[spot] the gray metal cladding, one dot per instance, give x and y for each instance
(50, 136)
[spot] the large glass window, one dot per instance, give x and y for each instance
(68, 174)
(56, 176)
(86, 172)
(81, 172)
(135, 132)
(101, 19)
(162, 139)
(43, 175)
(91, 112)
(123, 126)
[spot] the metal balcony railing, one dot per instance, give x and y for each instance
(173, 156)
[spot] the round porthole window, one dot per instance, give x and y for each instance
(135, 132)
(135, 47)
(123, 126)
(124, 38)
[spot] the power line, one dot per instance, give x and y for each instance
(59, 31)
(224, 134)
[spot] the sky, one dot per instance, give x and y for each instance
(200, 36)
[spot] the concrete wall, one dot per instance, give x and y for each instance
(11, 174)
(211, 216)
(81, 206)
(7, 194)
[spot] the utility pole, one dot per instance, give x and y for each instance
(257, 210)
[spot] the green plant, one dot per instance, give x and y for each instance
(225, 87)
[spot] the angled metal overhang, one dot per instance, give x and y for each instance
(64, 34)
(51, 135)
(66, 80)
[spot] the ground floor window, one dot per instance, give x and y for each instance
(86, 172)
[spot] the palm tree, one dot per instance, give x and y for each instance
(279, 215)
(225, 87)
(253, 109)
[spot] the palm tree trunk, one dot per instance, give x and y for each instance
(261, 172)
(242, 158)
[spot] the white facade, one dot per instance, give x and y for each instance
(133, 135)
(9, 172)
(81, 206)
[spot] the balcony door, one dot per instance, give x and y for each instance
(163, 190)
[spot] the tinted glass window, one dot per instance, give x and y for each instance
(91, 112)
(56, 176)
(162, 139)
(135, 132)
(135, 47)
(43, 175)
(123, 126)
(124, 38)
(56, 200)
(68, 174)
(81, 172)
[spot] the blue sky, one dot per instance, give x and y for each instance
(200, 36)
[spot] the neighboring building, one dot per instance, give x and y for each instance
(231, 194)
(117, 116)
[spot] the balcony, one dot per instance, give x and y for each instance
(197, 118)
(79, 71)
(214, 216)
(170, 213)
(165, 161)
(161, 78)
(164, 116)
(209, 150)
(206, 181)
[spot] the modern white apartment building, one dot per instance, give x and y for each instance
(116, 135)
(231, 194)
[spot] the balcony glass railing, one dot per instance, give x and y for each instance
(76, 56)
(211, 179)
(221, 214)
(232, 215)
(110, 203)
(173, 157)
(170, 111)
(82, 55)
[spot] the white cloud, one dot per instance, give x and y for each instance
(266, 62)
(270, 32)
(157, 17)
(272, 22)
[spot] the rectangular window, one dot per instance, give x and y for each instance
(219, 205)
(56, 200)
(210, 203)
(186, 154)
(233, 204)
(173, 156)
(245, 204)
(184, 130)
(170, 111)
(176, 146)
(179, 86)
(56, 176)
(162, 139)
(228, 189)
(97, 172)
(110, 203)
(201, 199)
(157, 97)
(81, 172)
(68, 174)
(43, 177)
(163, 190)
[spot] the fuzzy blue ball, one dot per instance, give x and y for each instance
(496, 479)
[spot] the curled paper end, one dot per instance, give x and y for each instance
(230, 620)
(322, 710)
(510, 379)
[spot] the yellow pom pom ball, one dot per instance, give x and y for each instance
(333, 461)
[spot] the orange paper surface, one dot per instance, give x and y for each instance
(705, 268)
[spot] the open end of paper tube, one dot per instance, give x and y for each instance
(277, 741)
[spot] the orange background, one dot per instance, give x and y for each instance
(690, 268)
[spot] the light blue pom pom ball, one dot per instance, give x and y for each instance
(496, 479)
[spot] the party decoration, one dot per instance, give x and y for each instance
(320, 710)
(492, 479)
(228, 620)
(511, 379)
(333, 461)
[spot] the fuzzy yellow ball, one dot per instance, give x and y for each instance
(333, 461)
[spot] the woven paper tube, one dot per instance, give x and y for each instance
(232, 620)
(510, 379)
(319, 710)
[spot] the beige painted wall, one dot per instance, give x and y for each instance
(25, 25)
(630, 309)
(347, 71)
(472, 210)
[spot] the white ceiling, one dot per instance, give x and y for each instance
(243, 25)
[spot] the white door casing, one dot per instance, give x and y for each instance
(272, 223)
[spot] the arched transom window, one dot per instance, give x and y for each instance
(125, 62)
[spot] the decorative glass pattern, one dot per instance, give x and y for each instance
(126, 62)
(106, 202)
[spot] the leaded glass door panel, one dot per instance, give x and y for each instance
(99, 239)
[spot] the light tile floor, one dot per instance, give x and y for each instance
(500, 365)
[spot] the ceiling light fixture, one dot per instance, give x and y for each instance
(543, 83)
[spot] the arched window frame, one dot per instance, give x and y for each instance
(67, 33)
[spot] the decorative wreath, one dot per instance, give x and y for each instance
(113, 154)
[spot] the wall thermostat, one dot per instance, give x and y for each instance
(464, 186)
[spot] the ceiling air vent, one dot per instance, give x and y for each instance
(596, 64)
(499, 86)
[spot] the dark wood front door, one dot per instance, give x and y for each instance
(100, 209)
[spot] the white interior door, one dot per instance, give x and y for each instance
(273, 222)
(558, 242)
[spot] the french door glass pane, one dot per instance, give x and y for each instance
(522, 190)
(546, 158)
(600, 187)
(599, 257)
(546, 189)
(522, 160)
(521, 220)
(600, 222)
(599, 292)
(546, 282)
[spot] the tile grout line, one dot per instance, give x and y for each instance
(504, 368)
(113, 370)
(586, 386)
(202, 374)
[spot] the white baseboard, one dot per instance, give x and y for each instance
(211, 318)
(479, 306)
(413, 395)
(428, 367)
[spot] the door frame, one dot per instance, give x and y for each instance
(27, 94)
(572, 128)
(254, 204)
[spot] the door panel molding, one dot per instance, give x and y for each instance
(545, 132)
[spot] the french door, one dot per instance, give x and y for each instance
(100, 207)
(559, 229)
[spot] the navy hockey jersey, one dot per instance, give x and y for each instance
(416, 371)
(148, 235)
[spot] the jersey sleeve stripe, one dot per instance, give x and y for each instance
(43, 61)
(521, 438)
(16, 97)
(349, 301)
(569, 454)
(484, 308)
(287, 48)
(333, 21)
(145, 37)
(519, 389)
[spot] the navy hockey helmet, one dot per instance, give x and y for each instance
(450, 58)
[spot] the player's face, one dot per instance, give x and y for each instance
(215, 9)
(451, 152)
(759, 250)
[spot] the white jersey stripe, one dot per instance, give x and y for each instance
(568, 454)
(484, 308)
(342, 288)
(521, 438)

= = = = =

Stated task:
Swap each "one dot per instance" in the material for "one point per instance" and write all the lines out again, with nothing else changed.

Task response:
[spot] the gray metal cladding, one point per instance, give x and y for each instance
(50, 136)
[spot] the large glass window, one point per instance, give x and y for each instance
(68, 174)
(56, 176)
(86, 172)
(81, 172)
(135, 132)
(101, 19)
(162, 139)
(43, 175)
(91, 112)
(123, 126)
[spot] the metal balcony railing, one point per instance, give x and y for each instance
(173, 156)
[spot] the round porthole window, one point per instance, give x and y for each instance
(135, 132)
(135, 47)
(123, 126)
(124, 38)
[spot] the power line, one point per instance, give x and y for each instance
(59, 31)
(224, 134)
[spot] the sky, one point per instance, give x and y for each instance
(200, 36)
[spot] the concrete wall, one point per instance, give x and y for each instance
(11, 174)
(211, 216)
(81, 206)
(7, 194)
[spot] the utility pole, one point per instance, give x and y for each instance
(257, 210)
[spot] the green plant, one point per instance, give x and y for each instance
(225, 87)
[spot] the angled metal overhang, one point per instance, give x and y for each instance
(64, 34)
(51, 135)
(66, 80)
[spot] the ground floor window, one point per instance, give x and y for each instance
(86, 172)
[spot] the palm tree, one point per instance, give x and y for each instance
(279, 215)
(225, 87)
(253, 109)
[spot] the palm tree trunk, one point per instance, give x and y for each instance
(261, 172)
(242, 158)
[spot] the white facade, one point per instance, give x and y for each instance
(133, 135)
(9, 172)
(81, 206)
[spot] the balcony door, one point per instance, give x and y for each instance
(163, 190)
[spot] the tinted glass window, one point per instance, give x and y for each instance
(91, 112)
(56, 176)
(162, 139)
(135, 132)
(135, 47)
(43, 175)
(123, 126)
(124, 38)
(56, 200)
(68, 174)
(81, 172)
[spot] the blue sky, one point per instance, give x and y for each instance
(200, 36)
[spot] the neighboring building, one point per instance, give x and y for each instance
(231, 194)
(117, 116)
[spot] the balcony, one point per instance, give x and y for each instance
(197, 118)
(79, 71)
(214, 216)
(170, 213)
(165, 161)
(161, 78)
(164, 116)
(209, 150)
(206, 181)
[spot] the modern white apartment building, one point per instance, give x and y for each instance
(116, 135)
(231, 194)
[spot] the balcony glass railing, one point per instance, give x and y for each instance
(76, 56)
(211, 179)
(221, 214)
(232, 215)
(110, 203)
(173, 157)
(170, 111)
(82, 55)
[spot] the white cloud, one point per instance, give x and y for each instance
(266, 62)
(270, 32)
(157, 17)
(272, 22)
[spot] the rectangular window, one point per instance, give x and y for each instance
(219, 205)
(56, 200)
(210, 203)
(186, 154)
(233, 204)
(173, 156)
(245, 204)
(184, 130)
(170, 111)
(176, 146)
(179, 86)
(56, 176)
(162, 139)
(228, 189)
(97, 172)
(110, 203)
(201, 199)
(157, 97)
(81, 172)
(68, 174)
(43, 177)
(163, 190)
[spot] the fuzzy blue ball, one point per instance, give x and y for each instance
(496, 479)
[spot] the curled paper end, one point per instance, give x and y for each instance
(230, 620)
(322, 710)
(510, 379)
[spot] the yellow pom pom ball, one point per instance, give x and y for each instance
(333, 461)
[spot] the orange paper surface, one point per instance, give x and y for each instance
(705, 268)
[spot] the open end of paper tube, one point per instance, give x and y for each instance
(277, 741)
[spot] the orange background, one point per instance, give x and y for each instance
(690, 268)
[spot] the light blue pom pom ball, one point per instance, give x and y for each instance
(496, 479)
[spot] the party decoration, one point per instance, give x and y for each instance
(320, 710)
(492, 479)
(228, 620)
(511, 379)
(333, 461)
[spot] the fuzzy yellow ball, one point per instance, give x and y for each instance
(333, 461)
[spot] the woven paper tube, one point per instance, give x and y for each instance
(232, 620)
(510, 379)
(319, 710)
[spot] the beige painted wall, one point per instance, give x and y for each instance
(25, 25)
(630, 309)
(347, 71)
(472, 210)
[spot] the white ceiling, one point per instance, give x and y for each instance
(243, 25)
[spot] the white door casing, one point per instance, give x and y for each instance
(272, 223)
[spot] the arched transom window, one point per instance, give x and y for each instance
(125, 62)
[spot] the decorative glass pattern, one point per instance, give x and y for each instance
(126, 62)
(106, 202)
[spot] the leaded glass door panel, one point per instance, give x and y for each instance
(99, 239)
[spot] the light tile floor, one point per instance, give x and y for each instance
(500, 365)
[spot] the ceiling light fixture, one point per instance, give x and y for each instance
(543, 83)
[spot] the arched window frame, one point per instance, give x and y for each instance
(67, 33)
[spot] the decorative wreath, one point per instance, give x and y for each instance
(113, 154)
[spot] the wall thermostat, one point per instance, give x and y for each instance
(464, 186)
[spot] the ceiling air vent, one point per instance, give x and y for each instance
(596, 64)
(499, 86)
[spot] the dark wood front door, one point per instance, give x and y for each instance
(100, 209)
[spot] the white interior door, one point per instance, give x and y for each instance
(273, 222)
(558, 242)
[spot] the french door glass pane, one point per instance, give x and y for each instance
(522, 190)
(546, 158)
(600, 187)
(599, 257)
(546, 189)
(522, 160)
(521, 220)
(600, 222)
(599, 292)
(546, 282)
[spot] the tile grout line, one point per instance, give x and y for each instance
(504, 368)
(113, 370)
(586, 386)
(202, 374)
[spot] the white baseboard, one point per instance, give x and y for each instance
(211, 318)
(479, 306)
(413, 395)
(428, 367)
[spot] the door frame, one point per instance, give x and y for each instance
(27, 94)
(572, 128)
(254, 204)
[spot] the door panel molding, one point per instance, give x and y for each instance
(545, 132)
[spot] the french door, one point per instance, give x and y for each instance
(100, 207)
(559, 229)
[spot] the navy hockey jersey, one point per instance, give x and y for each instance
(416, 371)
(148, 235)
[spot] the jersey sleeve stripe, one point per instance, give x and y for each instance
(43, 61)
(521, 438)
(16, 97)
(349, 301)
(569, 454)
(484, 308)
(287, 48)
(333, 21)
(145, 37)
(519, 389)
[spot] the navy hockey helmet, one point per instance, give x and y for each instance
(450, 58)
[spot] the player's face, one point per instance, give x and y for each instance
(215, 9)
(451, 152)
(759, 250)
[spot] the white jersey stripe, one point per instance, give x and y for each instance
(568, 454)
(484, 308)
(342, 288)
(521, 438)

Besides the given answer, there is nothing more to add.